[DATASET EXCERPTS]
::::

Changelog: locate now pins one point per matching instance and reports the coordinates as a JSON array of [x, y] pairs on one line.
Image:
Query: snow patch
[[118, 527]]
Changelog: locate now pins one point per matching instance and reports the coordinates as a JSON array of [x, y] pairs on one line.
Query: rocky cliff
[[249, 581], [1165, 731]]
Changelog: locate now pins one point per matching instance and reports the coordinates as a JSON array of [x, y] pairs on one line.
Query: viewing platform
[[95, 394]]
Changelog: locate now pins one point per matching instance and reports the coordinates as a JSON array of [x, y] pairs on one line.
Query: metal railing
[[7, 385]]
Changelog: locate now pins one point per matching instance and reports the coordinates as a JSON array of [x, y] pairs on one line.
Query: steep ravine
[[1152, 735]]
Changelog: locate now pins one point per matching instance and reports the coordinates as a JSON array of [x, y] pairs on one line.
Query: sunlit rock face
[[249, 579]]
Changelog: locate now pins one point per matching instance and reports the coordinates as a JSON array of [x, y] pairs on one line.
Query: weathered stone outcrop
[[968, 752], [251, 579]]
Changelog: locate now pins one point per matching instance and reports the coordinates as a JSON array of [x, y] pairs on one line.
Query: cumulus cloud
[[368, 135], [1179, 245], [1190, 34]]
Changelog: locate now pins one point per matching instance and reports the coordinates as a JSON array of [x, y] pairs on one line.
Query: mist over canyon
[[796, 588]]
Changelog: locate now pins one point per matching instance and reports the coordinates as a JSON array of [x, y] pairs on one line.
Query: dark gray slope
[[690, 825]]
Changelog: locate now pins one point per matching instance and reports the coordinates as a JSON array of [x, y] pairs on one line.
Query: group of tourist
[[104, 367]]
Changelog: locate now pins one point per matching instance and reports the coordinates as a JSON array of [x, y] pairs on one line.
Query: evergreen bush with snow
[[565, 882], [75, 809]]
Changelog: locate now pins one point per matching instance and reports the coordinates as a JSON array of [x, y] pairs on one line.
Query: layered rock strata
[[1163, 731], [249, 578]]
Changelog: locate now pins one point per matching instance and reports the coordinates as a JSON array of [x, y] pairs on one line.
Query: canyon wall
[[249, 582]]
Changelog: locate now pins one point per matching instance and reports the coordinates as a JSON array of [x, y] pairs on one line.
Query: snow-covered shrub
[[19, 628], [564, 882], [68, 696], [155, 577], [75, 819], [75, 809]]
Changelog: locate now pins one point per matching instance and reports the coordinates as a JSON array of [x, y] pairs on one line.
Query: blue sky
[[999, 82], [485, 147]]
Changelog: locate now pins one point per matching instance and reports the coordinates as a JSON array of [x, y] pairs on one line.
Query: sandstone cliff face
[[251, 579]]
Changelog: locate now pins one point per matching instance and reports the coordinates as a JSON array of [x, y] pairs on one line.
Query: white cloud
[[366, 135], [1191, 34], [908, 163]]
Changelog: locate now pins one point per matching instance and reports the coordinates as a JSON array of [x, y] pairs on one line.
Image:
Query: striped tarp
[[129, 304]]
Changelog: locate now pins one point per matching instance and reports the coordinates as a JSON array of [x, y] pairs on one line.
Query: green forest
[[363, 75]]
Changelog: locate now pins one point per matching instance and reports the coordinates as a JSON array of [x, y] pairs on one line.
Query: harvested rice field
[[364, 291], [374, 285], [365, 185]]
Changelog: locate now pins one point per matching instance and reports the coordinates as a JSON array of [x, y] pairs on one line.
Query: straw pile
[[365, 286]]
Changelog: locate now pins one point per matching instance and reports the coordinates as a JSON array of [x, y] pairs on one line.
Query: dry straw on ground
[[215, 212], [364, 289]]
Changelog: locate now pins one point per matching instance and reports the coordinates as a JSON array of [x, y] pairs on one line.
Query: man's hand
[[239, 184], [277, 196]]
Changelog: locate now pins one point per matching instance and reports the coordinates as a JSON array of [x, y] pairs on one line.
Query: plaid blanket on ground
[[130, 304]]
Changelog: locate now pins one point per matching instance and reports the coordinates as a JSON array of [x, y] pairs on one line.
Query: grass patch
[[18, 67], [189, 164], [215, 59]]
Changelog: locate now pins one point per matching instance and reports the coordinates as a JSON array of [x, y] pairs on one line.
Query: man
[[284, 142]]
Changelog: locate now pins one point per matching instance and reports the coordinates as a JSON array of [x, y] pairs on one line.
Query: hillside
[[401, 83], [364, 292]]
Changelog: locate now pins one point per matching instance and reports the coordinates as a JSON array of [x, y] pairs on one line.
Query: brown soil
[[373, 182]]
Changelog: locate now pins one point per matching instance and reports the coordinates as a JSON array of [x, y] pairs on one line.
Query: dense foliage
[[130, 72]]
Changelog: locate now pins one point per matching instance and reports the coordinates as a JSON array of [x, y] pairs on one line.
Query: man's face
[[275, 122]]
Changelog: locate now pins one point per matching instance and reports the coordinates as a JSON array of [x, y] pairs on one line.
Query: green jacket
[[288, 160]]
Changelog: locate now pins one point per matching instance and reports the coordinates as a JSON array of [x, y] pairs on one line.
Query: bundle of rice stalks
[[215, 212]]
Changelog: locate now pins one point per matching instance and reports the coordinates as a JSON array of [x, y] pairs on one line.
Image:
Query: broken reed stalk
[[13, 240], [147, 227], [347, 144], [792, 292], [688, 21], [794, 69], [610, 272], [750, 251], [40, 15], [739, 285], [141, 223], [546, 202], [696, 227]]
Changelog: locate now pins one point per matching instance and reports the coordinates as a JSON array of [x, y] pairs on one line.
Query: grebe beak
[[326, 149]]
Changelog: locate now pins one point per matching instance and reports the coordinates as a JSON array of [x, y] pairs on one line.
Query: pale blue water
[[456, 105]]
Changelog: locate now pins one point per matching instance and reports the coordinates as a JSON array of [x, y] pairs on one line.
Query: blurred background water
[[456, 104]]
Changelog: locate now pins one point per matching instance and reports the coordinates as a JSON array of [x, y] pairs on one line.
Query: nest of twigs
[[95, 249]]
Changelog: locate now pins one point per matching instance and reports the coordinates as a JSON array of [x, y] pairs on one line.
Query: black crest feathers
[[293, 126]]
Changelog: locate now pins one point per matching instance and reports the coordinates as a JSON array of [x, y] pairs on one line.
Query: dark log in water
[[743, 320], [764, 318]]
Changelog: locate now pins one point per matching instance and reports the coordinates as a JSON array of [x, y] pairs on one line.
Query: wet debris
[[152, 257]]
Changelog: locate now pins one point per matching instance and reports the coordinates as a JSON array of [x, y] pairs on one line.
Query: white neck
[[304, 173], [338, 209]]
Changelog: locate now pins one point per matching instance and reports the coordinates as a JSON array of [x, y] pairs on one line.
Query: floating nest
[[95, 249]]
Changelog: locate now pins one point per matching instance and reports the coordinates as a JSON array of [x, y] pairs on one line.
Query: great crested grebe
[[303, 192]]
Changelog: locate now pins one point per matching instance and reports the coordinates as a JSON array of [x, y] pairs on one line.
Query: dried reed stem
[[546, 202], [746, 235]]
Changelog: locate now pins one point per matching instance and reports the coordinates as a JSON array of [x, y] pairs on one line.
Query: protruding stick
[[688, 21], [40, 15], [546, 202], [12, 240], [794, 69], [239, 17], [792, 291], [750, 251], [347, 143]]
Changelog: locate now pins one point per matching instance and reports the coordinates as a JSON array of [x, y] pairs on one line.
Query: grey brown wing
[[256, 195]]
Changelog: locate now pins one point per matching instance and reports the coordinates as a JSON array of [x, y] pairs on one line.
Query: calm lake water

::::

[INSTRUCTIONS FOR THE TASK]
Arrange every line of the material above as a Markdown table with the columns Row and Line text, numbering the rows in order and leaving out blank lines.

[RESULT OF THE TASK]
| Row | Line text |
|---|---|
| 1 | Changelog: locate now pins one point per matching instance and reports the coordinates as a JSON array of [x, y] pairs on one line. |
| 2 | Image: |
| 3 | Query: snow patch |
| 4 | [[118, 527]] |
| 5 | Changelog: locate now pins one point per matching instance and reports the coordinates as a JSON array of [x, y] pairs on one line. |
| 6 | Query: rocky cliff |
| 7 | [[249, 581], [1165, 731]] |
| 8 | Changelog: locate now pins one point per matching instance and reports the coordinates as a JSON array of [x, y] pairs on one line. |
| 9 | Query: viewing platform |
| 10 | [[95, 394]] |
| 11 | Changelog: locate now pins one point per matching instance and reports the coordinates as a JSON array of [x, y] pairs on one line. |
| 12 | Query: metal railing |
| 13 | [[7, 385]] |
| 14 | Changelog: locate now pins one point per matching instance and reports the coordinates as a JSON array of [x, y] pairs on one line. |
| 15 | Query: steep ravine |
| 16 | [[1152, 735]] |
| 17 | Changelog: locate now pins one point per matching instance and reports the coordinates as a JSON array of [x, y] pairs on one line. |
| 18 | Query: sunlit rock face |
| 19 | [[249, 579]] |
| 20 | Changelog: locate now pins one point per matching instance and reports the coordinates as a JSON array of [x, y] pairs on one line. |
| 21 | Query: weathered stone outcrop |
| 22 | [[968, 752], [251, 579]] |
| 23 | Changelog: locate now pins one point per matching instance and reports the coordinates as a JSON array of [x, y] pairs on one line. |
| 24 | Query: cumulus cloud |
| 25 | [[368, 135], [1179, 245], [1190, 34]] |
| 26 | Changelog: locate now pins one point per matching instance and reports the coordinates as a JSON array of [x, y] pairs on one line. |
| 27 | Query: mist over canyon |
| 28 | [[796, 588]] |
| 29 | Changelog: locate now pins one point per matching instance and reports the coordinates as a JSON array of [x, y] pairs on one line. |
| 30 | Query: dark gray slope |
| 31 | [[690, 825]] |
| 32 | Changelog: locate now pins one point per matching instance and reports the coordinates as a JSON array of [x, y] pairs on one line. |
| 33 | Query: group of tourist |
| 34 | [[104, 367]] |
| 35 | Changelog: locate now pins one point per matching instance and reports the coordinates as a JSON array of [x, y] pairs on one line. |
| 36 | Query: evergreen bush with snow |
| 37 | [[565, 882], [75, 809]] |
| 38 | Changelog: locate now pins one point per matching instance and reports the coordinates as a JSON array of [x, y] pairs on one line. |
| 39 | Query: layered rock strata |
| 40 | [[1163, 731], [249, 578]] |
| 41 | Changelog: locate now pins one point per matching instance and reports the coordinates as a JSON array of [x, y] pairs on one line. |
| 42 | Query: canyon wall |
| 43 | [[249, 582]] |
| 44 | Changelog: locate now pins one point per matching instance and reports the coordinates as a JSON array of [x, y] pairs on one line. |
| 45 | Query: snow-covered shrub |
| 46 | [[19, 628], [564, 882], [68, 696], [155, 577], [75, 819], [75, 809]] |
| 47 | Changelog: locate now pins one point per matching instance and reports the coordinates as a JSON array of [x, y] pairs on one line. |
| 48 | Query: blue sky |
| 49 | [[999, 82], [485, 147]] |
| 50 | Changelog: locate now pins one point per matching instance and reports the coordinates as a JSON array of [x, y] pairs on one line. |
| 51 | Query: sandstone cliff face |
| 52 | [[251, 579]] |
| 53 | Changelog: locate now pins one point per matching instance and reports the coordinates as a JSON array of [x, y] pairs on one line. |
| 54 | Query: white cloud |
| 55 | [[366, 135], [1191, 34], [908, 163]] |
| 56 | Changelog: locate now pins one point per matching instance and reports the coordinates as a JSON array of [x, y] pairs on one line. |
| 57 | Image: |
| 58 | Query: striped tarp |
| 59 | [[129, 304]] |
| 60 | Changelog: locate now pins one point per matching instance and reports the coordinates as a JSON array of [x, y] pairs on one line. |
| 61 | Query: green forest |
| 62 | [[363, 75]] |
| 63 | Changelog: locate now pins one point per matching instance and reports the coordinates as a JSON array of [x, y] pairs on one line. |
| 64 | Query: harvested rice field |
| 65 | [[364, 291], [374, 285], [365, 185]] |
| 66 | Changelog: locate now pins one point per matching instance and reports the coordinates as a JSON array of [x, y] pairs on one line. |
| 67 | Query: straw pile |
| 68 | [[365, 286]] |
| 69 | Changelog: locate now pins one point per matching instance and reports the coordinates as a JSON array of [x, y] pairs on one line. |
| 70 | Query: dry straw on ground |
| 71 | [[215, 212], [364, 289]] |
| 72 | Changelog: locate now pins one point per matching instance and reports the coordinates as a JSON array of [x, y] pairs on one line. |
| 73 | Query: man's hand |
| 74 | [[239, 184], [277, 196]] |
| 75 | Changelog: locate now pins one point per matching instance and reports the coordinates as a JSON array of [x, y] pairs on one line. |
| 76 | Query: plaid blanket on ground |
| 77 | [[130, 304]] |
| 78 | Changelog: locate now pins one point per matching instance and reports the coordinates as a JSON array of [x, y] pairs on one line. |
| 79 | Query: grass patch |
| 80 | [[18, 67], [189, 164], [215, 59]] |
| 81 | Changelog: locate now pins one point per matching instance and reports the coordinates as a JSON array of [x, y] pairs on one line. |
| 82 | Query: man |
| 83 | [[284, 142]] |
| 84 | Changelog: locate now pins one point per matching instance and reports the coordinates as a JSON array of [x, y] pairs on one line. |
| 85 | Query: hillside |
| 86 | [[401, 83], [364, 292]] |
| 87 | Changelog: locate now pins one point per matching instance and reports the coordinates as a JSON array of [x, y] pairs on one line. |
| 88 | Query: brown soil |
| 89 | [[373, 182]] |
| 90 | Changelog: locate now pins one point per matching instance and reports the coordinates as a JSON array of [x, y] pairs on one line. |
| 91 | Query: dense foliage |
| 92 | [[130, 72]] |
| 93 | Changelog: locate now pins one point per matching instance and reports the coordinates as a JSON array of [x, y] pairs on one line. |
| 94 | Query: man's face |
| 95 | [[275, 122]] |
| 96 | Changelog: locate now pins one point per matching instance and reports the coordinates as a JSON array of [x, y] pairs on one line. |
| 97 | Query: green jacket |
| 98 | [[288, 160]] |
| 99 | Changelog: locate now pins one point per matching instance and reports the coordinates as a JSON array of [x, y] pairs on one line. |
| 100 | Query: bundle of rice stalks |
| 101 | [[215, 212]] |
| 102 | Changelog: locate now pins one point per matching instance and reports the coordinates as a JSON array of [x, y] pairs on one line. |
| 103 | Image: |
| 104 | Query: broken reed stalk |
| 105 | [[13, 240], [147, 227], [347, 144], [792, 292], [688, 21], [794, 69], [610, 272], [750, 251], [40, 15], [739, 285], [141, 223], [546, 202], [696, 227]] |
| 106 | Changelog: locate now pins one point per matching instance and reports the coordinates as a JSON array of [x, y] pairs on one line. |
| 107 | Query: grebe beak |
| 108 | [[326, 149]] |
| 109 | Changelog: locate now pins one point per matching instance and reports the coordinates as a JSON array of [x, y] pairs on one line. |
| 110 | Query: pale blue water |
| 111 | [[456, 105]] |
| 112 | Changelog: locate now pins one point per matching instance and reports the coordinates as a JSON array of [x, y] pairs on one line. |
| 113 | Query: blurred background water |
| 114 | [[456, 104]] |
| 115 | Changelog: locate now pins one point per matching instance and reports the coordinates as a JSON array of [x, y] pairs on one line. |
| 116 | Query: nest of twigs |
| 117 | [[95, 249]] |
| 118 | Changelog: locate now pins one point per matching instance and reports the coordinates as a JSON array of [x, y] pairs on one line. |
| 119 | Query: black crest feathers |
| 120 | [[293, 126]] |
| 121 | Changelog: locate now pins one point per matching instance and reports the coordinates as a JSON array of [x, y] pairs on one line. |
| 122 | Query: dark log in water |
| 123 | [[743, 320], [764, 318]] |
| 124 | Changelog: locate now pins one point per matching instance and reports the coordinates as a JSON array of [x, y] pairs on one line. |
| 125 | Query: wet debris |
| 126 | [[152, 257]] |
| 127 | Changelog: locate now pins one point per matching instance and reports the coordinates as a JSON array of [x, y] pairs on one line. |
| 128 | Query: white neck |
| 129 | [[304, 173], [338, 209]] |
| 130 | Changelog: locate now pins one point per matching instance and reports the coordinates as a JSON array of [x, y] pairs on one line. |
| 131 | Query: floating nest |
| 132 | [[95, 249]] |
| 133 | Changelog: locate now pins one point per matching instance and reports the coordinates as a JSON array of [x, y] pairs on one line. |
| 134 | Query: great crested grebe |
| 135 | [[303, 192]] |
| 136 | Changelog: locate now pins one point per matching instance and reports the coordinates as a JSON array of [x, y] pairs on one line. |
| 137 | Query: dried reed stem |
| 138 | [[546, 202], [746, 235]] |
| 139 | Changelog: locate now pins one point per matching instance and reports the coordinates as a JSON array of [x, y] pairs on one line. |
| 140 | Query: protruding stick |
| 141 | [[688, 21], [40, 15], [546, 202], [12, 240], [794, 69], [239, 17], [792, 291], [750, 251], [347, 143]] |
| 142 | Changelog: locate now pins one point per matching instance and reports the coordinates as a JSON array of [x, y] pairs on one line. |
| 143 | Query: grey brown wing |
| 144 | [[256, 195]] |
| 145 | Changelog: locate now pins one point per matching instance and reports the coordinates as a JSON array of [x, y] pairs on one line. |
| 146 | Query: calm lake water |